Do this: Write out, with no changes, the lines from the one containing "of the blue" through the last line, including both.

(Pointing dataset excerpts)
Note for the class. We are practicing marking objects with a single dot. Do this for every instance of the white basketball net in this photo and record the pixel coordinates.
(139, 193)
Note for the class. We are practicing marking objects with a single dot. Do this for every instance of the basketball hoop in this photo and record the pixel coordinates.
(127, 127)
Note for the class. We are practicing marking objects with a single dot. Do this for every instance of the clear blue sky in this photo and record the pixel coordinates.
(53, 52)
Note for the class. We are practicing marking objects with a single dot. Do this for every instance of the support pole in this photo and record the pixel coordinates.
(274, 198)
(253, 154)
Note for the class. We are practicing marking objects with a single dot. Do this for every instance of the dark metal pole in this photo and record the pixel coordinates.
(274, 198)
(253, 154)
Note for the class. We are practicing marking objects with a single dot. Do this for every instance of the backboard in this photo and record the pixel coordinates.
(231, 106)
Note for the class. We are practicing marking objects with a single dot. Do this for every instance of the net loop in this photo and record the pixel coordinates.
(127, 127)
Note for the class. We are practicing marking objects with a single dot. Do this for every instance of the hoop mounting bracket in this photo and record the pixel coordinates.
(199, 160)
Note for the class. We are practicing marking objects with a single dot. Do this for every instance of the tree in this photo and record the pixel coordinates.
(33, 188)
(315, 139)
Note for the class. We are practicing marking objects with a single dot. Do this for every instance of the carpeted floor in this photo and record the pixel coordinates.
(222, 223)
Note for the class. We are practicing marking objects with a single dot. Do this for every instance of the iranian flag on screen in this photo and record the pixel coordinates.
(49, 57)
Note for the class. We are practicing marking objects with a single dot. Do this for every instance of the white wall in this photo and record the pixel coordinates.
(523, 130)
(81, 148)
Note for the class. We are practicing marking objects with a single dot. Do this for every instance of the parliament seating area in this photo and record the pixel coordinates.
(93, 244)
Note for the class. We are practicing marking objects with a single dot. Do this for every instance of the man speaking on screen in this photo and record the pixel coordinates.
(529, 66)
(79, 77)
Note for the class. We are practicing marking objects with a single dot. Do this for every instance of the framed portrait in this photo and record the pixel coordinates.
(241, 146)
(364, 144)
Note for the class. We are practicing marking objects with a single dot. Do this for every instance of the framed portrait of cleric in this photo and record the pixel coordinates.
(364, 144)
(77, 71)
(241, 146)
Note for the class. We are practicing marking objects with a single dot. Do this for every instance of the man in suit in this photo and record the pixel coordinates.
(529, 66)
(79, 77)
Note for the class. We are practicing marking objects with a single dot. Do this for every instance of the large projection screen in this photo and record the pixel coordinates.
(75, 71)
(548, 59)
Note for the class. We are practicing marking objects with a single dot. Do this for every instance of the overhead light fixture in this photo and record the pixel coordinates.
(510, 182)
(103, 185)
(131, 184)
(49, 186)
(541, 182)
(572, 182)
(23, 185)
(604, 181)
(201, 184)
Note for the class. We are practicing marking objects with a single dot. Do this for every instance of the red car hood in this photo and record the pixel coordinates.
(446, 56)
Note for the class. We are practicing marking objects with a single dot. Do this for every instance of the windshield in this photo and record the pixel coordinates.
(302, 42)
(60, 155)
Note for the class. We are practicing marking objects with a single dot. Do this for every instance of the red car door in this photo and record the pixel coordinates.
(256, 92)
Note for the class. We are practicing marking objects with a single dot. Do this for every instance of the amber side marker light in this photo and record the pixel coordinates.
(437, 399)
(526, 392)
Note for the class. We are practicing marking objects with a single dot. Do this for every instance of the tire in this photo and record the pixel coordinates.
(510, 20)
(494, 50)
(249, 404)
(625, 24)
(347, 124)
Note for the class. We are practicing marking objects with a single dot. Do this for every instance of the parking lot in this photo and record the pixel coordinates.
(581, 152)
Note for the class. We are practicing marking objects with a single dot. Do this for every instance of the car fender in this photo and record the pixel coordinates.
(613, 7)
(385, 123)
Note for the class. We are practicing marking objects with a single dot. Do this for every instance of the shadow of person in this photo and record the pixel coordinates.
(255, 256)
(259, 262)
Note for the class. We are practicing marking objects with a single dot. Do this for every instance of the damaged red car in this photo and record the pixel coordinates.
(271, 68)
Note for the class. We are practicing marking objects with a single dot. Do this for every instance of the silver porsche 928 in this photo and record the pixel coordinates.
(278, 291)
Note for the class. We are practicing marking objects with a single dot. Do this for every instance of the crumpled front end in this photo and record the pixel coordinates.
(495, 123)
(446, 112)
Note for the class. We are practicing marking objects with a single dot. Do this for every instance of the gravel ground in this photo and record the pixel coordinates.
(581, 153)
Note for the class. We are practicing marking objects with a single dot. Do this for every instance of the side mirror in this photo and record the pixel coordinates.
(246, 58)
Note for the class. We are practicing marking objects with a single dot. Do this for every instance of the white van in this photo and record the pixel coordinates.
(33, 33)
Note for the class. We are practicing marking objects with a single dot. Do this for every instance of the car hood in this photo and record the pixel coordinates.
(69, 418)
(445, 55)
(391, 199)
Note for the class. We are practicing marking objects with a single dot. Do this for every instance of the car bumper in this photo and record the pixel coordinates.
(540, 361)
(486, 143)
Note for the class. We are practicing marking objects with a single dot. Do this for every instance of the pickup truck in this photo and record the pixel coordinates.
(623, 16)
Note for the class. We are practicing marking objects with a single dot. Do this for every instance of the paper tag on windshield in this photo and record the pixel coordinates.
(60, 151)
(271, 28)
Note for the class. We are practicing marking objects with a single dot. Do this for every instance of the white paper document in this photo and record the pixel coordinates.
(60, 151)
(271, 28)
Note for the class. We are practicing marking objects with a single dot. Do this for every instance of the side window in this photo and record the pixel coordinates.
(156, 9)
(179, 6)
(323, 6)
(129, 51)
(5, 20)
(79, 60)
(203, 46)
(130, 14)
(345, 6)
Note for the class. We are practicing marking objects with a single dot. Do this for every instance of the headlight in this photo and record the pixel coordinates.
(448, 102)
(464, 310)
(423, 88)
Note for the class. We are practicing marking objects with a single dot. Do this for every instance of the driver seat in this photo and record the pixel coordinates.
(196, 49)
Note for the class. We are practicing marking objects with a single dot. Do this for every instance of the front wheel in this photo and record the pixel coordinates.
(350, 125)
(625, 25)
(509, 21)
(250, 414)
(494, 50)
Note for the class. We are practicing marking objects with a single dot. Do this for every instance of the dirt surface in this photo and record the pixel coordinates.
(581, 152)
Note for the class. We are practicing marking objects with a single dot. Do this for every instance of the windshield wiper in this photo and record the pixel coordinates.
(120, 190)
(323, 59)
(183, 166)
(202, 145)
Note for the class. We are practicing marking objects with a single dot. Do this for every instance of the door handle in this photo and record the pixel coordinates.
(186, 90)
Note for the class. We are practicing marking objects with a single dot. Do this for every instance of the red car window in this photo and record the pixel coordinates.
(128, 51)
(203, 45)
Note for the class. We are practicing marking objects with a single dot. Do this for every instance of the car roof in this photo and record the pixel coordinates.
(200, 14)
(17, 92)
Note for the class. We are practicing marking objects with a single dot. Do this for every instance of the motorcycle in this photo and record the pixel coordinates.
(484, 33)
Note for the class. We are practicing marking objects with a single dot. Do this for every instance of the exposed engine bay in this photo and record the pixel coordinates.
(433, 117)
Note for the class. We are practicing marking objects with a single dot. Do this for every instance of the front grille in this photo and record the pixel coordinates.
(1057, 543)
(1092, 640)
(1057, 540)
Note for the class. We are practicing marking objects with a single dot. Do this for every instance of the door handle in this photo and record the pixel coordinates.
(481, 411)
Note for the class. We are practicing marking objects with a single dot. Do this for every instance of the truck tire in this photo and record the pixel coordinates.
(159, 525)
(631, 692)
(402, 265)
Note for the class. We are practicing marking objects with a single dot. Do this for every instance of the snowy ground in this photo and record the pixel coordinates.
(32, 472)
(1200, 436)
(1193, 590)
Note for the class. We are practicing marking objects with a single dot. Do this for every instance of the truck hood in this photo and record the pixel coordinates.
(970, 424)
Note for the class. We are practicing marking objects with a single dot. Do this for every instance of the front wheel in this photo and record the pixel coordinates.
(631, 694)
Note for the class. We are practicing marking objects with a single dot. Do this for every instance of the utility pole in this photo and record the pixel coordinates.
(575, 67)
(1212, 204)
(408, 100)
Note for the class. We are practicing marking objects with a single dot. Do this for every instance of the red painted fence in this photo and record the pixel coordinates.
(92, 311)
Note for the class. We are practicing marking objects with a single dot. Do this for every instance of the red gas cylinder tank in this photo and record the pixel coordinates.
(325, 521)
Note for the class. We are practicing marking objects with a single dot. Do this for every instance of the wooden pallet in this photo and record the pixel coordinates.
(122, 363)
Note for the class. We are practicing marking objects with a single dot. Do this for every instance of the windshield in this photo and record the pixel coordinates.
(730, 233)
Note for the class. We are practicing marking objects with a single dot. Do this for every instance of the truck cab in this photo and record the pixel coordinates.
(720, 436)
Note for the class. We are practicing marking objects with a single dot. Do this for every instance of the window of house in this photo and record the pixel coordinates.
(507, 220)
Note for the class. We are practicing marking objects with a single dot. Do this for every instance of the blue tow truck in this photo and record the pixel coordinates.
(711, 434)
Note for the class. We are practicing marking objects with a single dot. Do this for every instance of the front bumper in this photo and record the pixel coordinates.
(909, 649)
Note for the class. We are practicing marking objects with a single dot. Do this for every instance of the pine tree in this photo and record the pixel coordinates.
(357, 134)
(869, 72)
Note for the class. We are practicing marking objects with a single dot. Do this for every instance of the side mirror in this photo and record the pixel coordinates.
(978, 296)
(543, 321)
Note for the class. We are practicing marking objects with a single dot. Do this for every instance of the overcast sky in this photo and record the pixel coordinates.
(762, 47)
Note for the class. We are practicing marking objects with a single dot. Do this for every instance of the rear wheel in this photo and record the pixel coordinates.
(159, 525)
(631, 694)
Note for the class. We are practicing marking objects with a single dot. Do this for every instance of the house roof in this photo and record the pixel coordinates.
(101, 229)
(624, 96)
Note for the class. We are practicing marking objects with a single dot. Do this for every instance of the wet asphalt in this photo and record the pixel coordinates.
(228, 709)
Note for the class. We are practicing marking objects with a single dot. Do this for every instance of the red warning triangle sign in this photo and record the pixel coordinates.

Expected output:
Note for the class. We are practicing marking objects with a single dot. Do this for every instance of the blue tow truck in this photo and record the pixel coordinates.
(711, 434)
Note for the class. We are practicing marking objects with a single dot. Do this for every instance of the front bumper in this photo and record the pixel coordinates.
(909, 649)
Note for the class. We are practicing marking objects with a single dot. Do this for every instance of the pine tree in this photo and record the pixel coordinates.
(357, 134)
(869, 72)
Note for the class. We are practicing marking objects with a single dot. Do this for every instance of the side mirror in this photo and record the pixel coordinates.
(978, 296)
(543, 321)
Note for the class. We are practicing marking objects with a single dot. Do this for every instance of the overcast sky in this photo and record the pixel coordinates.
(762, 47)
Note for the class. We are practicing marking objects with a single dot. Do this for every instance of the rear wheel in this photo and record the pixel coordinates.
(159, 525)
(631, 694)
Note for the class. We are practicing marking objects with a single dot. Do this for every instance of the house roof in this photo and record the pixel coordinates.
(101, 229)
(624, 96)
Note for the class. We are practicing marking objects with a single dot. Do this for every instance of the wet asphalt in this photo and record the pixel coordinates.
(228, 709)
Note for the class. We are practicing marking objects with a single dot. Do this for every instance of the red warning triangle sign in this photo and record the pixel coordinates.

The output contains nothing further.